— Start of MATERIAL FOR THIS TASK —

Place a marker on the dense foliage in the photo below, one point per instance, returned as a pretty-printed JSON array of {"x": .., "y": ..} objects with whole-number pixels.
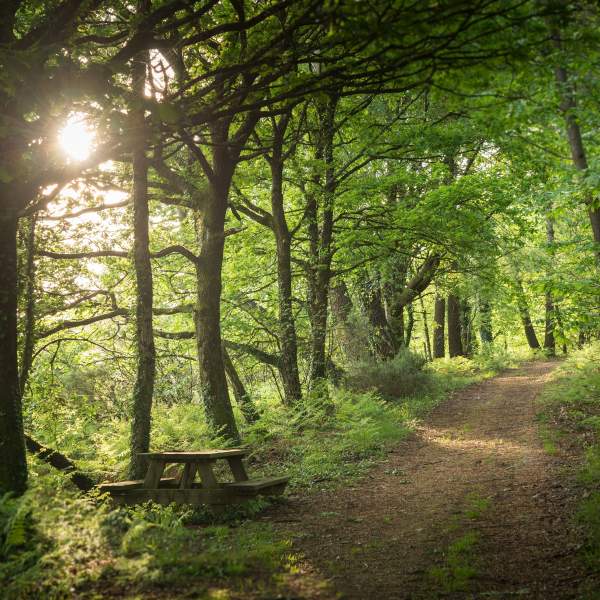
[{"x": 307, "y": 207}]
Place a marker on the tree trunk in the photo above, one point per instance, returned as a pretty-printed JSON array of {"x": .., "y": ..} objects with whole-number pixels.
[
  {"x": 427, "y": 340},
  {"x": 287, "y": 327},
  {"x": 578, "y": 154},
  {"x": 320, "y": 238},
  {"x": 143, "y": 388},
  {"x": 13, "y": 464},
  {"x": 550, "y": 320},
  {"x": 353, "y": 346},
  {"x": 526, "y": 318},
  {"x": 439, "y": 314},
  {"x": 466, "y": 328},
  {"x": 210, "y": 228},
  {"x": 240, "y": 393},
  {"x": 454, "y": 331},
  {"x": 485, "y": 322},
  {"x": 28, "y": 333},
  {"x": 410, "y": 325}
]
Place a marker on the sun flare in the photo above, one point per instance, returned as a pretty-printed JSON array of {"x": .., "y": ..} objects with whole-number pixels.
[{"x": 76, "y": 139}]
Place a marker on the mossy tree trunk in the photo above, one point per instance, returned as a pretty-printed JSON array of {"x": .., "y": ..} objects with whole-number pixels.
[
  {"x": 13, "y": 464},
  {"x": 455, "y": 347},
  {"x": 143, "y": 388},
  {"x": 439, "y": 321}
]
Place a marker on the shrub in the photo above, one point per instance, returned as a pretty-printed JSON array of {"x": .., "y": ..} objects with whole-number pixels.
[{"x": 400, "y": 377}]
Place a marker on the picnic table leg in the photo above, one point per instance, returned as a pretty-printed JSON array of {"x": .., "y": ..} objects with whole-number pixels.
[
  {"x": 237, "y": 468},
  {"x": 187, "y": 477},
  {"x": 155, "y": 471},
  {"x": 206, "y": 474}
]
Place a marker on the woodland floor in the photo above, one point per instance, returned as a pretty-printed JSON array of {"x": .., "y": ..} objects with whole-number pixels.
[{"x": 471, "y": 506}]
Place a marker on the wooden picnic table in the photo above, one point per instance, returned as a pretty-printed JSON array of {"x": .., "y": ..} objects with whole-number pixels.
[{"x": 183, "y": 489}]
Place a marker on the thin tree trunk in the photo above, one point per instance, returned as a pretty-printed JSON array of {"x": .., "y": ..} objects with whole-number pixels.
[
  {"x": 550, "y": 320},
  {"x": 578, "y": 154},
  {"x": 439, "y": 319},
  {"x": 287, "y": 327},
  {"x": 210, "y": 228},
  {"x": 428, "y": 353},
  {"x": 532, "y": 340},
  {"x": 486, "y": 334},
  {"x": 143, "y": 388},
  {"x": 454, "y": 331},
  {"x": 319, "y": 271},
  {"x": 13, "y": 464},
  {"x": 341, "y": 307},
  {"x": 466, "y": 328},
  {"x": 29, "y": 316},
  {"x": 240, "y": 393},
  {"x": 410, "y": 325}
]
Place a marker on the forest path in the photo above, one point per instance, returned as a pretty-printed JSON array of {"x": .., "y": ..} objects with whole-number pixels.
[{"x": 471, "y": 506}]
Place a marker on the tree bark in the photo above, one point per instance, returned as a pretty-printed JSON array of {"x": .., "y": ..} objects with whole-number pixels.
[
  {"x": 466, "y": 328},
  {"x": 568, "y": 107},
  {"x": 287, "y": 327},
  {"x": 353, "y": 346},
  {"x": 410, "y": 325},
  {"x": 426, "y": 330},
  {"x": 13, "y": 464},
  {"x": 210, "y": 235},
  {"x": 550, "y": 308},
  {"x": 439, "y": 314},
  {"x": 383, "y": 343},
  {"x": 240, "y": 393},
  {"x": 28, "y": 333},
  {"x": 320, "y": 240},
  {"x": 143, "y": 388},
  {"x": 532, "y": 340},
  {"x": 486, "y": 334},
  {"x": 454, "y": 331}
]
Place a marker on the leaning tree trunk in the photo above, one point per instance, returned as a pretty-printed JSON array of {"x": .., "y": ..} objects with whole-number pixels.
[
  {"x": 210, "y": 228},
  {"x": 550, "y": 307},
  {"x": 143, "y": 388},
  {"x": 426, "y": 330},
  {"x": 240, "y": 393},
  {"x": 454, "y": 331},
  {"x": 345, "y": 331},
  {"x": 485, "y": 322},
  {"x": 320, "y": 244},
  {"x": 13, "y": 464},
  {"x": 287, "y": 327},
  {"x": 439, "y": 318},
  {"x": 28, "y": 331}
]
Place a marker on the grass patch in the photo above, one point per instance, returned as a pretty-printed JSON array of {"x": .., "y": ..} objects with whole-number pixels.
[
  {"x": 56, "y": 544},
  {"x": 571, "y": 416}
]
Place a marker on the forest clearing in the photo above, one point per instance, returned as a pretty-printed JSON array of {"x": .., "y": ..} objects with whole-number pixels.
[{"x": 299, "y": 299}]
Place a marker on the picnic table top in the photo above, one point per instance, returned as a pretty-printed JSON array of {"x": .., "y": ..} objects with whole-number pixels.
[{"x": 192, "y": 456}]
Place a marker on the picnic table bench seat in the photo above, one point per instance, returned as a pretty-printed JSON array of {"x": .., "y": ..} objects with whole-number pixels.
[{"x": 183, "y": 489}]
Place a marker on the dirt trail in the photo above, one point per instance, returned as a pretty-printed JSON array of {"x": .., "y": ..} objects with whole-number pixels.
[{"x": 476, "y": 465}]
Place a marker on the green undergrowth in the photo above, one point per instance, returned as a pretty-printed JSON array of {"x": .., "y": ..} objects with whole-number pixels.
[
  {"x": 457, "y": 562},
  {"x": 57, "y": 544},
  {"x": 570, "y": 418}
]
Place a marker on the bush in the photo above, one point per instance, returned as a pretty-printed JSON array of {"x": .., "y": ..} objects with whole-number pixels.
[{"x": 403, "y": 376}]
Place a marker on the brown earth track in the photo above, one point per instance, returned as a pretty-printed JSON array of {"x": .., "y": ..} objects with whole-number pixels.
[{"x": 380, "y": 538}]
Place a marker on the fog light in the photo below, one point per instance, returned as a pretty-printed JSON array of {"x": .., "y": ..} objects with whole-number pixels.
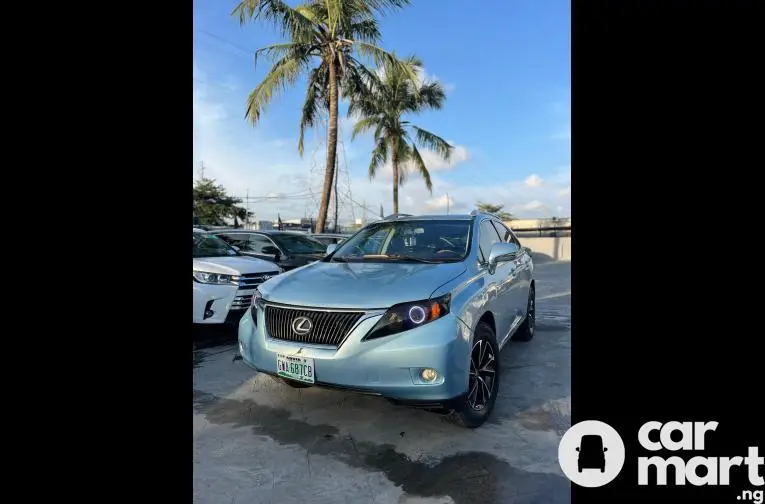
[{"x": 428, "y": 374}]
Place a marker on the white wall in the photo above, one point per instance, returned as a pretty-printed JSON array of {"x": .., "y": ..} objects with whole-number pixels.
[{"x": 556, "y": 249}]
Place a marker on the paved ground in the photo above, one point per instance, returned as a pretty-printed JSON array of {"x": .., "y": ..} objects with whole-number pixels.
[{"x": 260, "y": 441}]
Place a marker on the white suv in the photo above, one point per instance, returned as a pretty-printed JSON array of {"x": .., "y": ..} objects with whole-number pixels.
[{"x": 224, "y": 279}]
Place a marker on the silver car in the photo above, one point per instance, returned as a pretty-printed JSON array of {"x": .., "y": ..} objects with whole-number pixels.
[{"x": 414, "y": 309}]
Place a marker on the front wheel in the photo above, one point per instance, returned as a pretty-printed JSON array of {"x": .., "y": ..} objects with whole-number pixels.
[
  {"x": 483, "y": 380},
  {"x": 526, "y": 331}
]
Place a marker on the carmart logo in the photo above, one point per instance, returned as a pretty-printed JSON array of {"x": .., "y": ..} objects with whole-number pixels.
[{"x": 591, "y": 454}]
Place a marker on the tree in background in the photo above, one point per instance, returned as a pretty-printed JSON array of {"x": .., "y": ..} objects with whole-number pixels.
[
  {"x": 324, "y": 38},
  {"x": 382, "y": 104},
  {"x": 212, "y": 206},
  {"x": 496, "y": 210}
]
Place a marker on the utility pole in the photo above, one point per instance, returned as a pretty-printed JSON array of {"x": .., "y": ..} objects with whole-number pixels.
[
  {"x": 337, "y": 165},
  {"x": 247, "y": 210}
]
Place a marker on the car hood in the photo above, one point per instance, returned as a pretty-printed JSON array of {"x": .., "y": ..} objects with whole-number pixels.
[
  {"x": 234, "y": 265},
  {"x": 358, "y": 285}
]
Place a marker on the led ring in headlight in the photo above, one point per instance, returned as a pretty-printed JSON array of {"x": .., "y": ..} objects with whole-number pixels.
[
  {"x": 214, "y": 278},
  {"x": 406, "y": 316},
  {"x": 417, "y": 314}
]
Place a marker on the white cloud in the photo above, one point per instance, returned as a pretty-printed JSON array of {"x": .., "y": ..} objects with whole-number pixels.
[
  {"x": 533, "y": 181},
  {"x": 439, "y": 204},
  {"x": 425, "y": 76},
  {"x": 561, "y": 112}
]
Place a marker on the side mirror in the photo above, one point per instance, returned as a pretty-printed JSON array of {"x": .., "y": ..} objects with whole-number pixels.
[{"x": 502, "y": 252}]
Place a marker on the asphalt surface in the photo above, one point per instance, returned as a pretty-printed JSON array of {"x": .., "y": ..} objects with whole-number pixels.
[{"x": 257, "y": 440}]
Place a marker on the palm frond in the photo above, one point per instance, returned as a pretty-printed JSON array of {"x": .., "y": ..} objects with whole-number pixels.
[
  {"x": 419, "y": 165},
  {"x": 379, "y": 158},
  {"x": 431, "y": 96},
  {"x": 280, "y": 51},
  {"x": 335, "y": 15},
  {"x": 283, "y": 74},
  {"x": 289, "y": 21},
  {"x": 365, "y": 30},
  {"x": 433, "y": 142},
  {"x": 314, "y": 100},
  {"x": 385, "y": 6},
  {"x": 364, "y": 124}
]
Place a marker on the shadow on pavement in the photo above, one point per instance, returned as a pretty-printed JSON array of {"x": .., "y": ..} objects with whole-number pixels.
[{"x": 207, "y": 336}]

— End of MATERIAL FOR THIS TASK —

PROMPT -
The answer consists only of the lines from the one containing "Place a marker on the white cloud" to the end of the records, each written out exactly.

ANSWER BELOW -
Place a marker on the white cloud in the photo above, one point per instance, returned as a pretty-printed JSON array of {"x": .., "y": ..} objects with whole-number pixels.
[
  {"x": 533, "y": 181},
  {"x": 439, "y": 204},
  {"x": 425, "y": 76},
  {"x": 561, "y": 112}
]
Place a marker on the side mirror in the photo above, one point per instance, returned as a pretty-printed JSON array of {"x": .., "y": ..} objects with whole-number pixels.
[{"x": 502, "y": 252}]
Place a marker on the asphalt surface in the photo above, one point per instance, returned as a pretty-printed JSON array of {"x": .., "y": ..} objects with whole-number pixels.
[{"x": 257, "y": 440}]
Place a marker on the palm frond in the photo above, one point per instance, returned as a pretty-printed JSON array of {"x": .., "y": ..} objects with whole-number pixels.
[
  {"x": 419, "y": 165},
  {"x": 379, "y": 158},
  {"x": 431, "y": 96},
  {"x": 280, "y": 51},
  {"x": 335, "y": 15},
  {"x": 283, "y": 74},
  {"x": 289, "y": 21},
  {"x": 365, "y": 30},
  {"x": 433, "y": 142},
  {"x": 314, "y": 100},
  {"x": 385, "y": 6},
  {"x": 364, "y": 124}
]
Place a marker on the shadow on pavement in the photo above, one point per instance, returned as a pretty-printed JSON array of {"x": .., "y": ..} objects with whole-number pixels.
[{"x": 207, "y": 336}]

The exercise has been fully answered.